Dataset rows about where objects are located
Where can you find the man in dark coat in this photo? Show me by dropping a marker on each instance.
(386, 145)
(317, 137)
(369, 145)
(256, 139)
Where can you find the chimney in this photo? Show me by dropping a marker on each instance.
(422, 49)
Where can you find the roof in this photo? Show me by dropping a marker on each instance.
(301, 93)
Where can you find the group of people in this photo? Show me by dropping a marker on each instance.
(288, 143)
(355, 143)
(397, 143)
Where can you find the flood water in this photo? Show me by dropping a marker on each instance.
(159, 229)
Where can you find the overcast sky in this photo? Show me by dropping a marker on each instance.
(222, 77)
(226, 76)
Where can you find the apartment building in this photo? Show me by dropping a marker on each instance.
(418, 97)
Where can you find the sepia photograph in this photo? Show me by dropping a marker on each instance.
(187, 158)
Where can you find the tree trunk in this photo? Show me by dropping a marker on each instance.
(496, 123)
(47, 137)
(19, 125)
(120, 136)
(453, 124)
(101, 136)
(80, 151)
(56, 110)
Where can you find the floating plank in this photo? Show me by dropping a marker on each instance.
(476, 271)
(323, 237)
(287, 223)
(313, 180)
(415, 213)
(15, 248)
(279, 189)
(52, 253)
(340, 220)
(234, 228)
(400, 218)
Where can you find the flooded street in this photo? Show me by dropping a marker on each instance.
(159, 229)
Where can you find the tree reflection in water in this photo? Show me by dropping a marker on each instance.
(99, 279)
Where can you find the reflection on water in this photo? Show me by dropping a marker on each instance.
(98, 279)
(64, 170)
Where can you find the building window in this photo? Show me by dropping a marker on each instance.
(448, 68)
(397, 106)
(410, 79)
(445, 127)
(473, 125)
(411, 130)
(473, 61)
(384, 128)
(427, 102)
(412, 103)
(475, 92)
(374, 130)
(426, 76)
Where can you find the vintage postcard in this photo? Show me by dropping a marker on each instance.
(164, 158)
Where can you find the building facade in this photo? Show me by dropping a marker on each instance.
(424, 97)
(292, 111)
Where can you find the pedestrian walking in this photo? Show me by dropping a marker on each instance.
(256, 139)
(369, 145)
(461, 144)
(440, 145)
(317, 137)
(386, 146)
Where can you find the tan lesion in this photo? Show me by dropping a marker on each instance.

* **WRITTEN EXERCISE**: Can you write out all the rows above again, swapping "dropping a marker" for "placing a point" and leaving everything else unchanged?

* **SOLUTION TO THIS EXERCISE**:
Where can you find the man in dark coat in this photo? Show me by placing a point on each instance.
(386, 145)
(317, 137)
(369, 145)
(256, 139)
Where can you find the chimney in this photo? Show me by placing a point on each instance.
(422, 49)
Where can you find the roof in this photo? Show me by placing a point on each instance.
(301, 93)
Where can you find the group of people in this photo? Show me by placing a point on each instance.
(288, 143)
(355, 143)
(397, 143)
Where can you find the flood water in this photo? Show me by placing a point on each instance.
(159, 229)
Where can you find the overcast sky in this photo? Show me by placing a point on each instance.
(222, 77)
(226, 76)
Where can you find the apartment building in this photo? Show me by placing a point on each instance.
(418, 97)
Where can you find the sepia photograph in this photo? Show me by placing a point on each instance.
(187, 158)
Where can you find the tree trunk in this photo? Show me by placing a point on each instance.
(496, 123)
(47, 137)
(19, 125)
(120, 136)
(453, 124)
(101, 136)
(80, 151)
(56, 110)
Where can you find the floating plank in this photo? Show me by placing a point on each instance.
(476, 271)
(323, 237)
(287, 223)
(313, 180)
(415, 213)
(15, 248)
(279, 189)
(52, 253)
(340, 220)
(234, 228)
(400, 218)
Where can you find the flooded street in this photo? Show me by placing a point on each instance.
(159, 229)
Where can you find the tree reflection in water in this photo? Show me by placing a point on each instance.
(99, 279)
Where can you find the reflection on water in this photo? Show me by placing a point on each instance.
(98, 279)
(64, 170)
Where can you find the building window in this photo? Show me by placing a point on each instance.
(448, 68)
(397, 106)
(410, 79)
(445, 127)
(473, 125)
(411, 130)
(473, 61)
(384, 128)
(427, 102)
(412, 103)
(475, 92)
(374, 130)
(426, 76)
Where can you find the vintage postcard in this photo? Show me by placing a point on each instance.
(164, 158)
Where can you find the building facade in this photo? Show me by placing a point on each instance.
(424, 97)
(292, 111)
Where can you find the pedestrian walking in this photo? Show me by placing a point on each instance.
(256, 139)
(369, 145)
(461, 144)
(440, 145)
(317, 137)
(386, 146)
Where can you find the tan lesion in this photo? Show me by placing a point on each instance.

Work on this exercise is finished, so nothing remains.